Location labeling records
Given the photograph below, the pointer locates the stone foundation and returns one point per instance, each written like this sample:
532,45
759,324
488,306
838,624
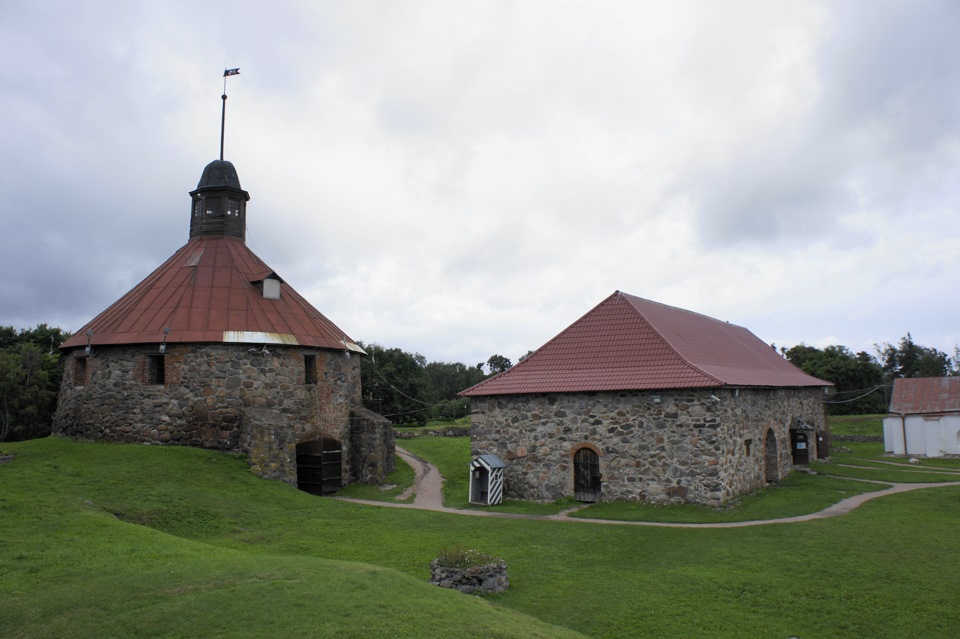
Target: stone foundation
697,446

→ Work to do
Rewrite the material above as a numbered list with one line per item, skipping any blank lines. Leave out the pictures.

→ Full solution
1. Given the photograph below, the pointer locates the stone foundation and returns one point per instance, each written like this sample:
2. 532,45
3. 759,324
4. 488,306
5. 838,624
6. Target: stone foundation
7. 697,446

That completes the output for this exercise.